(Objectif visé) Recopiez à l'identique, s'il vous plaît, tout ce qui va de la ligne contenant « rod that the sensor captured. » jusqu'à celle contenant « [84,90,311,129] », ces deux lignes comprises, et rien d'autre.

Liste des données
+ + +
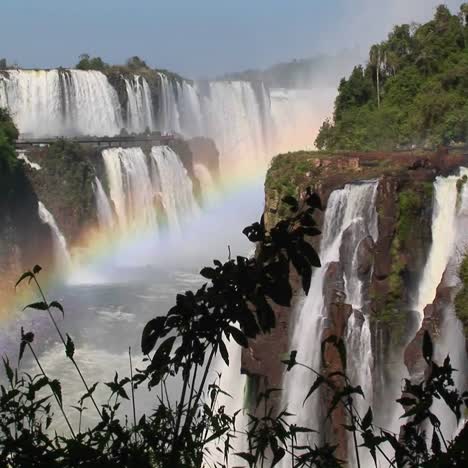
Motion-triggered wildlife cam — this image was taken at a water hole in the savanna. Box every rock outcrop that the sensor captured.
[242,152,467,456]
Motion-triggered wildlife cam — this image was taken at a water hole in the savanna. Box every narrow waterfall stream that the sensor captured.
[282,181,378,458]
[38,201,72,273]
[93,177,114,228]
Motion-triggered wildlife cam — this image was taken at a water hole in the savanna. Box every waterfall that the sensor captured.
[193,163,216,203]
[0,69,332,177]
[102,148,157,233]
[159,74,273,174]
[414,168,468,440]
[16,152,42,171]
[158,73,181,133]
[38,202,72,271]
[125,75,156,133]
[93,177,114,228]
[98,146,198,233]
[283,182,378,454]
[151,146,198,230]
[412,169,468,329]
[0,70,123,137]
+ + +
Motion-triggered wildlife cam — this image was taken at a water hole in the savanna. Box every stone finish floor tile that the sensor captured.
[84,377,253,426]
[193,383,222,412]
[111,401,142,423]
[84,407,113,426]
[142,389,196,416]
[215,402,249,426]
+ + +
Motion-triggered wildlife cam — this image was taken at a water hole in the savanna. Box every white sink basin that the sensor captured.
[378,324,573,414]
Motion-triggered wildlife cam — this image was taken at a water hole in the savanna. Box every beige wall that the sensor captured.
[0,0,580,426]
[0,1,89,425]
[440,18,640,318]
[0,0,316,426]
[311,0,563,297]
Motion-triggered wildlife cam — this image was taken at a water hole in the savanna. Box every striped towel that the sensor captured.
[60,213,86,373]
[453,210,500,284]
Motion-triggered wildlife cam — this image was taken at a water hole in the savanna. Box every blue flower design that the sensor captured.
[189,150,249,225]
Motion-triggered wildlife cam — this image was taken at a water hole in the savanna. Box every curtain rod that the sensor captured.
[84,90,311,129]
+ + +
(Résultat obtenu)
Motion-triggered wildlife cam — this image was taken at a water hole in the savanna. Box every curtain rod that the sensor captured.
[84,90,311,129]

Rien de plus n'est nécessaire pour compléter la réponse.